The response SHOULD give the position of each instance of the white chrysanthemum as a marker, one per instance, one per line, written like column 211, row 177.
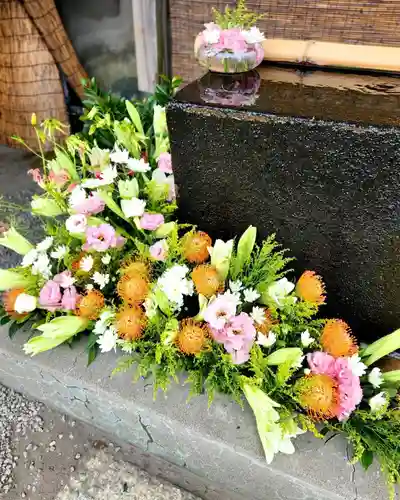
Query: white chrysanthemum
column 60, row 252
column 138, row 165
column 108, row 340
column 42, row 266
column 119, row 156
column 44, row 245
column 357, row 366
column 30, row 258
column 257, row 314
column 375, row 377
column 106, row 259
column 306, row 339
column 250, row 295
column 86, row 263
column 101, row 279
column 253, row 35
column 175, row 285
column 107, row 176
column 235, row 286
column 378, row 402
column 266, row 341
column 25, row 303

§ Problem: Copy these entries precisely and drop any picture.

§ Answer box:
The response SHOULD give the position of each instance of the white chrysanthemum as a marker, one per instance, one per line, written like column 211, row 177.
Query: white chrysanthemum
column 60, row 252
column 138, row 165
column 108, row 340
column 42, row 266
column 119, row 156
column 44, row 245
column 357, row 366
column 30, row 258
column 257, row 314
column 375, row 377
column 106, row 259
column 306, row 339
column 250, row 295
column 86, row 263
column 101, row 279
column 253, row 35
column 175, row 285
column 107, row 176
column 235, row 286
column 378, row 402
column 266, row 341
column 25, row 303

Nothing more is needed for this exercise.